:: Coordinate annotation entries ::
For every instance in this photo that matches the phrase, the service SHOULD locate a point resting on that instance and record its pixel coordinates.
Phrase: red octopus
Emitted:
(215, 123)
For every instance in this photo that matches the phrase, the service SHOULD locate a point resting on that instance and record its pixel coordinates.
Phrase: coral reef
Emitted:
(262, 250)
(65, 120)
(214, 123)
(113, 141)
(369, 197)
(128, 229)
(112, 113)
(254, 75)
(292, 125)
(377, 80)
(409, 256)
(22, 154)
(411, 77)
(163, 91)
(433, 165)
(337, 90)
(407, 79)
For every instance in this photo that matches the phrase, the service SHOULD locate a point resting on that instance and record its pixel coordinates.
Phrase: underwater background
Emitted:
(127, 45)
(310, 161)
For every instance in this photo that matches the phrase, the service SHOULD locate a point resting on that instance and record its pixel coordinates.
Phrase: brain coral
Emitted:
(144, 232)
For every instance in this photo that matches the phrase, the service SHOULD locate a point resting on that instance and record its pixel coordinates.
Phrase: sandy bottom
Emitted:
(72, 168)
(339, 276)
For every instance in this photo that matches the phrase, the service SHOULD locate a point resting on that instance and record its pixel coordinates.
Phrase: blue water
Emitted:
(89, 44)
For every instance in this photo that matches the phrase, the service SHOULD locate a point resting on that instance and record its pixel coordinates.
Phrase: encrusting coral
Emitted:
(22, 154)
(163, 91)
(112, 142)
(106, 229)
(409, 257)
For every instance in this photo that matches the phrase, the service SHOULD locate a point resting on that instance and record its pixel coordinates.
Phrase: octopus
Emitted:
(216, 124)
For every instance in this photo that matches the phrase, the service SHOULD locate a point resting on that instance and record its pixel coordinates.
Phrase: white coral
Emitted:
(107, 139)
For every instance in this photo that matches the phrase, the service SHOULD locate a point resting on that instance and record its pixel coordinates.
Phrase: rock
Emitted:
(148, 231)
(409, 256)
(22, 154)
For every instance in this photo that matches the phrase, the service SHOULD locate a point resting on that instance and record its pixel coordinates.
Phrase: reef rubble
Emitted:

:: Instructions for the task ::
From the first line to the last, please quote the material above exactly.

:: Answer to the task ::
For every instance in this photo that matches the phrase, the service SHOULD locate a point resting on that instance and record its pixel coordinates.
Phrase: red octopus
Emitted:
(215, 123)
For every instance in this photo that matches the phrase, the service SHOULD locate a point resting on that instance and record its pixel coordinates.
Phrase: coral reef
Emitted:
(262, 250)
(65, 120)
(214, 123)
(113, 141)
(369, 197)
(128, 229)
(112, 113)
(254, 75)
(292, 125)
(377, 80)
(409, 256)
(22, 154)
(411, 77)
(163, 91)
(433, 165)
(337, 90)
(407, 79)
For every instance in this photo that matches the phrase, the service SHOULD locate a point resting on that instance and record its pixel coordinates.
Phrase: underwater background
Emitted:
(127, 45)
(310, 161)
For every instance in this photo that matches the phrase, the service SHOULD locate a point resting on that instance and record its pixel coordinates.
Phrase: brain coral
Emitted:
(144, 232)
For every instance in this photo that matches the phrase, the service SHOULD locate a point resting on that instance and record its pixel coordinates.
Phrase: sandy bottom
Emitted:
(72, 168)
(339, 276)
For every instance in this photo that matches the phrase, the service SHOULD locate a point resting on that instance and record its pixel coordinates.
Phrase: blue water
Emitted:
(89, 44)
For every instance in this photo that matches the phrase, the service SHOULD locate a point resting on that instance and record its pixel coordinates.
Phrase: encrusting coral
Emitted:
(22, 154)
(163, 91)
(112, 142)
(106, 229)
(409, 257)
For every instance in this photo that matches the phrase, the service SHOULD locate a point resting on that instance and record its pixel coordinates.
Phrase: octopus
Emitted:
(216, 124)
For every instance in this photo that matches the phrase, the service SHOULD locate a point resting on that instance and record its pixel coordinates.
Phrase: white coral
Emitted:
(107, 139)
For every instance in this photo that matches the phrase, the service SHOULD locate a point resting on that instance and record its pixel coordinates.
Phrase: rock
Emitted:
(148, 231)
(409, 256)
(22, 154)
For every instance in this photo that matches the phrase, the service SHOULD locate a point resting on that instance and record its pixel coordinates.
Phrase: reef rubble
Emitted:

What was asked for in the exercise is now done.